## [AIM]
Rewrite all of the records below with every "formation chart" switched to "route survey" and nothing else changed.

[start MATERIALS PROVIDED]

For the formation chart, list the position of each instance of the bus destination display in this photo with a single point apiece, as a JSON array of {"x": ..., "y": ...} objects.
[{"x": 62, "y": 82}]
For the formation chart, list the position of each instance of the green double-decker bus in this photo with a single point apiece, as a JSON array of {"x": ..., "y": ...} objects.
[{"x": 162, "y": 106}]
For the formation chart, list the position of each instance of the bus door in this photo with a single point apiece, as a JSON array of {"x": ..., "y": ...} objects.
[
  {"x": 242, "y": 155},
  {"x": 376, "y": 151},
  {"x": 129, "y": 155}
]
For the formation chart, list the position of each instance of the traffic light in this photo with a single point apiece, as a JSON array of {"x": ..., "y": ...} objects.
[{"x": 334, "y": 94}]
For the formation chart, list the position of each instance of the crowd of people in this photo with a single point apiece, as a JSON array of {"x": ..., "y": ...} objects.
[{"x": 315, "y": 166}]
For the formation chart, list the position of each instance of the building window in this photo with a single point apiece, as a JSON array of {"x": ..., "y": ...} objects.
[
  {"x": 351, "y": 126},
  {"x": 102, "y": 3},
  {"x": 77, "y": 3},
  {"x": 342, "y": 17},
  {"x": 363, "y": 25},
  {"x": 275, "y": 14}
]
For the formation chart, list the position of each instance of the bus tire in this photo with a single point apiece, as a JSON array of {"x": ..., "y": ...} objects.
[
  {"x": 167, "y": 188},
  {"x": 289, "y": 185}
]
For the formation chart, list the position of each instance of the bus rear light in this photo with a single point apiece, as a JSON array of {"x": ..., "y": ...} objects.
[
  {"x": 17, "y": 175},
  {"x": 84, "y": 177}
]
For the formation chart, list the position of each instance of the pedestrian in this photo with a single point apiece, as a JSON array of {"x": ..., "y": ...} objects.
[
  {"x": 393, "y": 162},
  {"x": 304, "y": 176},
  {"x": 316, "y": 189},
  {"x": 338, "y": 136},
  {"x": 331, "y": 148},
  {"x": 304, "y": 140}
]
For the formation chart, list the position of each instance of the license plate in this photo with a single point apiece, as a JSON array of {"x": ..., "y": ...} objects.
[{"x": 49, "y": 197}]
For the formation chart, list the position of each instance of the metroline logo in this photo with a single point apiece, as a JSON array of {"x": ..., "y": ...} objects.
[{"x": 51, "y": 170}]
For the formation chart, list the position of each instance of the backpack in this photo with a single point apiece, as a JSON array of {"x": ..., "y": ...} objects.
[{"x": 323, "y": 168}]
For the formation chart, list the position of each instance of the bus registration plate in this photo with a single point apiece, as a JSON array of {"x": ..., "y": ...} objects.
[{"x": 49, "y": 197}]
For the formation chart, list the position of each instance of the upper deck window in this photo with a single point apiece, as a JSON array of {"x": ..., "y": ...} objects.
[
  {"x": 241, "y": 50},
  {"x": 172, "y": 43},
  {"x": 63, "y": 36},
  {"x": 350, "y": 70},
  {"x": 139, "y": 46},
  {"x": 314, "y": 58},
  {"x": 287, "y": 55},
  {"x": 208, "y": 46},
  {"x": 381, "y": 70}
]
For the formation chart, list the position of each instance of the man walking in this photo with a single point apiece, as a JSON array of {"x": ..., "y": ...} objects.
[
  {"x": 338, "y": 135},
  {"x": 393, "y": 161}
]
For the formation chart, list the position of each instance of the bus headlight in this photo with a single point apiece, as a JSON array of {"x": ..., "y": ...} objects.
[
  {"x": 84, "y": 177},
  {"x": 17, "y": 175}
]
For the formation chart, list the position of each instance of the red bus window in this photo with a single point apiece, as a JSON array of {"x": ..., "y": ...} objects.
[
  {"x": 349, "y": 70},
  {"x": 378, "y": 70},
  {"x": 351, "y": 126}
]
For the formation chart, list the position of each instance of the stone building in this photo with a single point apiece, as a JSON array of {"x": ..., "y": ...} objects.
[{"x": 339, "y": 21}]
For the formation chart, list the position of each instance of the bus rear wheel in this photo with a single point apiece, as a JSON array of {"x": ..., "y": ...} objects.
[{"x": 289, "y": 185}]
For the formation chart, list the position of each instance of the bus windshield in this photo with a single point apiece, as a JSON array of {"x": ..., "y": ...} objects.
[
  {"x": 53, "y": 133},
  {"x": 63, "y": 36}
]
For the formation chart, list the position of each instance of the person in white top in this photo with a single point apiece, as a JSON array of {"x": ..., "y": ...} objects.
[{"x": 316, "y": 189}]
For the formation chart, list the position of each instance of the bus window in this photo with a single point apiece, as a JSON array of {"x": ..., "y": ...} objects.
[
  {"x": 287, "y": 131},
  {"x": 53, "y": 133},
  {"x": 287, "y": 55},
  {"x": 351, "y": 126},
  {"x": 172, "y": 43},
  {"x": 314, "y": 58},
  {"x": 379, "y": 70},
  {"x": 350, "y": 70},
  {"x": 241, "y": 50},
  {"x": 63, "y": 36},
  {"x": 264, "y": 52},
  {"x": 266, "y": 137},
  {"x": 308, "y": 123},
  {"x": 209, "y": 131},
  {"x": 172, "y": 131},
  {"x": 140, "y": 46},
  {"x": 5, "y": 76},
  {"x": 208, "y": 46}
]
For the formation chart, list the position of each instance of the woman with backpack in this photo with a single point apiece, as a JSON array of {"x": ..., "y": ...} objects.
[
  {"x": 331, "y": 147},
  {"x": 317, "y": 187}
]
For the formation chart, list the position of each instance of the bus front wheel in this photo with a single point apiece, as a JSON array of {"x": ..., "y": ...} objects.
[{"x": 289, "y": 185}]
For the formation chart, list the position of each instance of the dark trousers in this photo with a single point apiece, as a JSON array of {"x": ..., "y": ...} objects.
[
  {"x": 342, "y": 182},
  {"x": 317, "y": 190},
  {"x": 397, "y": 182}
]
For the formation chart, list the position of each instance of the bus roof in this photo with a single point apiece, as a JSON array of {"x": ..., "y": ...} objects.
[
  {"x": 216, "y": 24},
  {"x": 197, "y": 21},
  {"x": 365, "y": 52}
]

[end MATERIALS PROVIDED]

## [SOLUTION TO THIS EXERCISE]
For the route survey, list the position of each instance of the bus destination display in this photo with a single point apiece, as a JSON array of {"x": ..., "y": ...} objects.
[{"x": 62, "y": 82}]
For the route survey, list the position of each instance of the green double-decker bus in this photo with a single point apiece, as a JSON array of {"x": ..., "y": ...} objects.
[{"x": 162, "y": 106}]
For the route survey, list the position of each instance of the bus door in this photo with a single point apiece, as a JSON array of {"x": ..., "y": ...} objects.
[
  {"x": 242, "y": 155},
  {"x": 376, "y": 151},
  {"x": 129, "y": 155}
]
For the route survey, list the position of each instance of the traffic light in this photo with a single point apiece, as a JSON array of {"x": ..., "y": ...} objects.
[{"x": 334, "y": 94}]
For the route survey, list the position of each instance of the crowd of people in this photo with a single point apiece, as a JSON array of {"x": ..., "y": ...} objects.
[{"x": 315, "y": 166}]
For the route survey, list the position of each instance of the building window in this photo with a single point apiece, as a JSON array of {"x": ..., "y": ...} objects.
[
  {"x": 351, "y": 126},
  {"x": 102, "y": 3},
  {"x": 77, "y": 3},
  {"x": 342, "y": 17},
  {"x": 363, "y": 25},
  {"x": 275, "y": 14}
]
For the route survey, list the position of each instance of the bus tire in this photo with a single point apiece, as a JSON array of {"x": ..., "y": ...} objects.
[
  {"x": 167, "y": 188},
  {"x": 289, "y": 185}
]
For the route survey, list the position of each instance of the bus rear light in this photo with a single point apiece, as a JSON array of {"x": ..., "y": ...} objects.
[
  {"x": 17, "y": 175},
  {"x": 84, "y": 177}
]
For the route survey, list the position of each instance of the pedestrian in this photo with a single point apiece, as a JSON array of {"x": ..., "y": ...} objects.
[
  {"x": 393, "y": 162},
  {"x": 304, "y": 176},
  {"x": 316, "y": 189},
  {"x": 338, "y": 136},
  {"x": 331, "y": 148},
  {"x": 304, "y": 140}
]
For the route survey, list the position of each instance of the license plate in this photo with a single point apiece, as a JSON array of {"x": ..., "y": ...} objects.
[{"x": 49, "y": 197}]
For the route survey, list the position of each instance of the metroline logo in this photo with a single point apiece, as a JSON array of {"x": ..., "y": ...} objects.
[{"x": 51, "y": 170}]
For the route survey, list the position of each instance of the backpack in this photo with a single point apiece, as a JSON array of {"x": ..., "y": ...} objects.
[{"x": 323, "y": 168}]
For the route survey, list the position of each instance of the bus registration plate in this photo with a single point apiece, as a JSON array of {"x": ..., "y": ...} objects.
[{"x": 49, "y": 197}]
For the route survey, list the position of each instance of the upper deck window in this photo with a single point apiece, as a JSON array of {"x": ..., "y": ...} objects.
[
  {"x": 241, "y": 50},
  {"x": 172, "y": 43},
  {"x": 63, "y": 36},
  {"x": 350, "y": 70},
  {"x": 139, "y": 46},
  {"x": 314, "y": 58},
  {"x": 287, "y": 55},
  {"x": 208, "y": 46},
  {"x": 381, "y": 70}
]
For the route survey, list the position of each instance of the man walking in this photo with a single point apiece, as a JSON array of {"x": ..., "y": ...} objects.
[
  {"x": 338, "y": 135},
  {"x": 393, "y": 161}
]
For the route survey, list the position of each instance of the bus headlight in this photo with a single point apiece, as a JSON array of {"x": ..., "y": ...} objects.
[
  {"x": 84, "y": 177},
  {"x": 17, "y": 175}
]
For the route survey, list the position of each instance of the red bus window in this photo with a single point apiece, as a JSON array of {"x": ..., "y": ...} objects.
[
  {"x": 349, "y": 70},
  {"x": 378, "y": 70},
  {"x": 351, "y": 126}
]
For the route survey, list the position of each instance of the stone building in this photo with a single point apiece, as a JSON array of {"x": ..., "y": ...} objects.
[{"x": 339, "y": 21}]
For the route survey, list the position of each instance of the bus rear wheel in this photo with a single point apiece, as a JSON array of {"x": ..., "y": ...} objects.
[{"x": 289, "y": 185}]
For the route survey, list the position of each instance of the bus windshield in this photo with a single point apiece, as a JSON array of {"x": ..., "y": ...} objects.
[
  {"x": 53, "y": 133},
  {"x": 63, "y": 36}
]
For the route survey, list the position of each instance of the person in white top in this photo with a single point apiece, as a JSON array of {"x": ..., "y": ...} objects.
[{"x": 316, "y": 189}]
For the route survey, list the position of each instance of the bus window in this photo with a single point apiece, as a JSON array of {"x": ..., "y": ...} objects.
[
  {"x": 287, "y": 131},
  {"x": 53, "y": 133},
  {"x": 287, "y": 55},
  {"x": 351, "y": 126},
  {"x": 172, "y": 43},
  {"x": 314, "y": 58},
  {"x": 379, "y": 70},
  {"x": 350, "y": 70},
  {"x": 241, "y": 50},
  {"x": 63, "y": 36},
  {"x": 264, "y": 52},
  {"x": 266, "y": 137},
  {"x": 308, "y": 123},
  {"x": 209, "y": 131},
  {"x": 172, "y": 131},
  {"x": 140, "y": 46},
  {"x": 5, "y": 76},
  {"x": 208, "y": 46}
]
For the route survey, list the position of each instance of the woman with backpack in this photo with a single point apiece, as a JSON array of {"x": ..., "y": ...} objects.
[
  {"x": 331, "y": 147},
  {"x": 317, "y": 187}
]
For the route survey, list the position of each instance of the bus front wheel in this photo with a single point apiece, as a JSON array of {"x": ..., "y": ...} objects.
[{"x": 289, "y": 185}]
For the route survey, list the position of each instance of the dark trousers in this photo with a single point apiece, as a JSON array of {"x": ..., "y": ...} objects.
[
  {"x": 342, "y": 182},
  {"x": 317, "y": 190},
  {"x": 397, "y": 182}
]
For the route survey, list the position of each instance of the bus roof in this photo with a single point apiece, as a JSON array of {"x": ..., "y": ...} objects.
[
  {"x": 216, "y": 24},
  {"x": 197, "y": 21},
  {"x": 365, "y": 52}
]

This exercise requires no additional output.